#### STUDY TEXT:
********************

Why we disconnect to reconnect

When was the last time you spend a single day offline? Without reaching for the smartphone, without checking your facebook timeline or answering 1000 emails? Hm?


A few weeks ago I hadn’t known the answer. But Christopher and me had an unintentional digital fasting for the last two weekends. We accidentally went to areas with no reception at all. It was awesome. And very relaxing. And we’ll do it again. For the next two weeks Christopher and me will withdraw from any digitality. We’re going to tour Brittany with our old van, visit friends, find new ones and we’re looking forward to re-experience the qualitative difference of time spent without digital umbilical cord.


The countermovement to constant availability has been around for a while now: it’s called Digital Detoxing, as you sure have heard. The term can be found in the Oxford English Dictionary  since 2013. Several Digital-Detox-offers are springing up ever since, from no-network-camps to hotels completely without cellphones, internet, TV, radio and even alarm clocks. Some studies say it increases our concentration, makes us feel calmer, more balanced and more creative.


I think the term is a little goofy. Do we really need that? Do we have to name it, when we let our little terrorists switched off and withdraw from the internet? When I recently caught myself scrolling down my facebook timeline like a cat does it with a roll of toilet paper, I knew I, too, can hardly escape from the habit of being constantly available and online. On our trip we break with this habit and we’ll see how we use the time gained. We’ll keep you posted (when we’re back).

********************

#### PROVIDED DATA:
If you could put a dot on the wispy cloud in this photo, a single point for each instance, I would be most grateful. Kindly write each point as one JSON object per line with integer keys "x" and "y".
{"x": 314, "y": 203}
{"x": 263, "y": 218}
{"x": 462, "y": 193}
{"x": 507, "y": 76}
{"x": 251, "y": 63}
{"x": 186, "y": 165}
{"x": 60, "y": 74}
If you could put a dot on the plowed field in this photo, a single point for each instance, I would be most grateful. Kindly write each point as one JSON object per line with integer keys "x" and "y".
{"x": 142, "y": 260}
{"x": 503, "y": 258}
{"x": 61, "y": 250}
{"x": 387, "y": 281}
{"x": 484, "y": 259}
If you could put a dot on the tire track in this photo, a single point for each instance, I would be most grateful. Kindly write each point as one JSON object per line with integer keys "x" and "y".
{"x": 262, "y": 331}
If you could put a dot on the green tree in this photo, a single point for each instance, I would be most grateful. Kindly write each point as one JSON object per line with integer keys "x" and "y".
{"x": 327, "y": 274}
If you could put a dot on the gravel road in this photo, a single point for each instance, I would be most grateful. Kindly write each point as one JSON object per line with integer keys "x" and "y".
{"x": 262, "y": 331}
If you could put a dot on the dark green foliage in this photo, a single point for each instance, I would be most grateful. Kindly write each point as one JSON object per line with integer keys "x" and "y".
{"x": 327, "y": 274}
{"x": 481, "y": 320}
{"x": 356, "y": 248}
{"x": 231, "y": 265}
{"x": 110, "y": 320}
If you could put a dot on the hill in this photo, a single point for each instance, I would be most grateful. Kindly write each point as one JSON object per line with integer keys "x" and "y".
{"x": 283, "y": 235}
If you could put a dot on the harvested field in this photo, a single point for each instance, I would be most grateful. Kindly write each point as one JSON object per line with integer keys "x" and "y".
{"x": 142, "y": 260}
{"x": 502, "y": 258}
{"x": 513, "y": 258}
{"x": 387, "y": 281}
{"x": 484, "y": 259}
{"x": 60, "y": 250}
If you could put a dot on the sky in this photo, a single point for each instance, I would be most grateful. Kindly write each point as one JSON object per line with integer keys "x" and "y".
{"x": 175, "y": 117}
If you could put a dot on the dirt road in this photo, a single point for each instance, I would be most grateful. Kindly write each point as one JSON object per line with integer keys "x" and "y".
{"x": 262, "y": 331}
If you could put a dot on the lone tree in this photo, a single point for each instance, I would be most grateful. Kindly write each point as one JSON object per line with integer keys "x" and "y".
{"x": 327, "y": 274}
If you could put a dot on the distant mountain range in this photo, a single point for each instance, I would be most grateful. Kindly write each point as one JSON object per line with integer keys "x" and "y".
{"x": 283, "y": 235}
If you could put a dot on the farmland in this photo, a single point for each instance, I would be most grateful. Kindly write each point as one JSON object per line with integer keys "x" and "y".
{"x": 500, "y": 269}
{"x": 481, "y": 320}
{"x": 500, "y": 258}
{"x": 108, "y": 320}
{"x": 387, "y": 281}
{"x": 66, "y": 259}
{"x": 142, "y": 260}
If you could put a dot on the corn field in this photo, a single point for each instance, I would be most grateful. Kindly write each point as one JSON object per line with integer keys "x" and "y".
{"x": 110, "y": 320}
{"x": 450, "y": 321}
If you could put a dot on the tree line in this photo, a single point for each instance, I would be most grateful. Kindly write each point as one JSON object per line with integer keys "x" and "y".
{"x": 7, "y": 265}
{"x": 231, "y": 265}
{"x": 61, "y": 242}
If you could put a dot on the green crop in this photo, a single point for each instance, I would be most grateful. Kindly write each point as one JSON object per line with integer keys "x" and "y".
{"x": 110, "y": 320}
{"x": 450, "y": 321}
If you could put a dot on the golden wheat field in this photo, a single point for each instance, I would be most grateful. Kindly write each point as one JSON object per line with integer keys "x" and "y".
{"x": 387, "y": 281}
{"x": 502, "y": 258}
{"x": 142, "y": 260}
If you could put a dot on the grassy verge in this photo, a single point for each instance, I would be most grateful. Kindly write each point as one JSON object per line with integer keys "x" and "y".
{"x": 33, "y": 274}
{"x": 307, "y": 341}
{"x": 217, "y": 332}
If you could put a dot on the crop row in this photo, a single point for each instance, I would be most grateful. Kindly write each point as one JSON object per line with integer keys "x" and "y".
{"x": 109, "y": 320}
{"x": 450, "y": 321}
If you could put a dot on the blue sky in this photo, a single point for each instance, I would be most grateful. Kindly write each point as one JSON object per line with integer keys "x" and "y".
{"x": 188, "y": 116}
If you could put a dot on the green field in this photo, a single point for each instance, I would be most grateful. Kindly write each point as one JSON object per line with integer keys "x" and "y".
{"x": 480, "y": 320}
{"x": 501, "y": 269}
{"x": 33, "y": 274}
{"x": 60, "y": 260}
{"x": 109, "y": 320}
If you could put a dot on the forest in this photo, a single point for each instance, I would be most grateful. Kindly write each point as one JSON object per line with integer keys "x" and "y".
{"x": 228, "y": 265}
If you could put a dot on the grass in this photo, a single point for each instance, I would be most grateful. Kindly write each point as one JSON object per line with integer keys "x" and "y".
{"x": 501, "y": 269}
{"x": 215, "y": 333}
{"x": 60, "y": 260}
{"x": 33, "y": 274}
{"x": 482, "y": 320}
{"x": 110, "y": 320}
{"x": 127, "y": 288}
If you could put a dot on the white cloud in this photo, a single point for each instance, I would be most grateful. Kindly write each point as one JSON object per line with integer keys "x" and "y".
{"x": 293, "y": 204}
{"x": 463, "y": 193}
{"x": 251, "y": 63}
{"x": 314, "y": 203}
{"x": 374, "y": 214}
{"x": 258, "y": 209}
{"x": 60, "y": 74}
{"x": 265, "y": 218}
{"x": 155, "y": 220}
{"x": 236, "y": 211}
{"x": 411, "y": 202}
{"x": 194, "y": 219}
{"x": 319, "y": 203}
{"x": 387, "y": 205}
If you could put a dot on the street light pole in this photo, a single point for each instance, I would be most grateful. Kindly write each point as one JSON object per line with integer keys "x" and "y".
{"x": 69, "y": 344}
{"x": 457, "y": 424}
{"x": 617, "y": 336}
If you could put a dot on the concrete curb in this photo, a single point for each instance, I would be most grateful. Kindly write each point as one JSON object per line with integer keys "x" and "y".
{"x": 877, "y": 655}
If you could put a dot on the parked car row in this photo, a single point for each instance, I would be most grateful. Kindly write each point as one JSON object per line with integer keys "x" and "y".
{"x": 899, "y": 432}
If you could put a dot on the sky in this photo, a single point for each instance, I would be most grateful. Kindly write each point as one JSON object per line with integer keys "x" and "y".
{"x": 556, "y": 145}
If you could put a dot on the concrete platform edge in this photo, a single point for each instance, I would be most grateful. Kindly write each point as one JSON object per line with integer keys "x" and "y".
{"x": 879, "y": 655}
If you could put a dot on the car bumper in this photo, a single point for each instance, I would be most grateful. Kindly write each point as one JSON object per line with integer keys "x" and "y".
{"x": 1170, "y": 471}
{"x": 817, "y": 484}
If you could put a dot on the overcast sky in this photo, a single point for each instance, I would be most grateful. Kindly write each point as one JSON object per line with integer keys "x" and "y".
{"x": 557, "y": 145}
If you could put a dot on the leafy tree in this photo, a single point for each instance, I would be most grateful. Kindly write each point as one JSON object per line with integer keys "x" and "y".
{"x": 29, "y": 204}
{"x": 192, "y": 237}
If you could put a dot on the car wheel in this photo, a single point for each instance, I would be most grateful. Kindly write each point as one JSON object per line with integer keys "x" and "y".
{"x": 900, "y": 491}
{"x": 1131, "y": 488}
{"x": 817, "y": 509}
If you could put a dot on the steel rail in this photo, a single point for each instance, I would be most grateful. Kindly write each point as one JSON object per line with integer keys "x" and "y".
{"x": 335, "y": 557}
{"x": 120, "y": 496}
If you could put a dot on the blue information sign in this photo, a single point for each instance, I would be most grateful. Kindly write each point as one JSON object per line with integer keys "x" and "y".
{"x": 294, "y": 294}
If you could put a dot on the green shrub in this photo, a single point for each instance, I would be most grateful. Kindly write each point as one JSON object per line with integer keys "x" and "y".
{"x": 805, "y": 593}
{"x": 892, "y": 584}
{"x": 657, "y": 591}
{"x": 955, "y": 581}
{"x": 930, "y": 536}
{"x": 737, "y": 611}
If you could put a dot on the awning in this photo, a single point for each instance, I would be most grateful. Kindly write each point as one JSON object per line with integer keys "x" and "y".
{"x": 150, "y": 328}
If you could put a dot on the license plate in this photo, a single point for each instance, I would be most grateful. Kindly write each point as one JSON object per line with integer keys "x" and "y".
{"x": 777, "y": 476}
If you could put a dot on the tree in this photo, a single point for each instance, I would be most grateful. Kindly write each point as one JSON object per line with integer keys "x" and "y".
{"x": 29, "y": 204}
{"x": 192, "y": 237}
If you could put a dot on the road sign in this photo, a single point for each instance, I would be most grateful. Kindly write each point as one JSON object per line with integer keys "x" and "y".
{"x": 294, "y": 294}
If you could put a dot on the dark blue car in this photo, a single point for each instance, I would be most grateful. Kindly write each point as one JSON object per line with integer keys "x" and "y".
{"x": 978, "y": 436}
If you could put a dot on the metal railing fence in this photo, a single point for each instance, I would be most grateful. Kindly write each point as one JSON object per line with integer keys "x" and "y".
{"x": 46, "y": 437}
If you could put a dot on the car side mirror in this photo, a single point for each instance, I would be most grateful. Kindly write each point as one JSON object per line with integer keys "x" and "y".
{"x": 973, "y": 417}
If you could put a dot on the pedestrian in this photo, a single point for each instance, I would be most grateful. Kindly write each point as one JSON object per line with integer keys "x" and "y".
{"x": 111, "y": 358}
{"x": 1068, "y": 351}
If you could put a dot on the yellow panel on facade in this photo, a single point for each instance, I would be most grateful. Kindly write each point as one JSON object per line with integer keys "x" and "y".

********************

#### TASK LIST:
1/ According to the digital detox post, since what year has the term Digital Detoxing appeared in the Oxford English Dictionary?
2/ Print the part of the digital detox post that opens with the words containing "I think the" and closes with "(when we’re back).".
Work from the digital detox post alone.

#### SOLUTION SET:
1/ Since 2013.

2/
I think the term is a little goofy. Do we really need that? Do we have to name it, when we let our little terrorists switched off and withdraw from the internet? When I recently caught myself scrolling down my facebook timeline like a cat does it with a roll of toilet paper, I knew I, too, can hardly escape from the habit of being constantly available and online. On our trip we break with this habit and we’ll see how we use the time gained. We’ll keep you posted (when we’re back).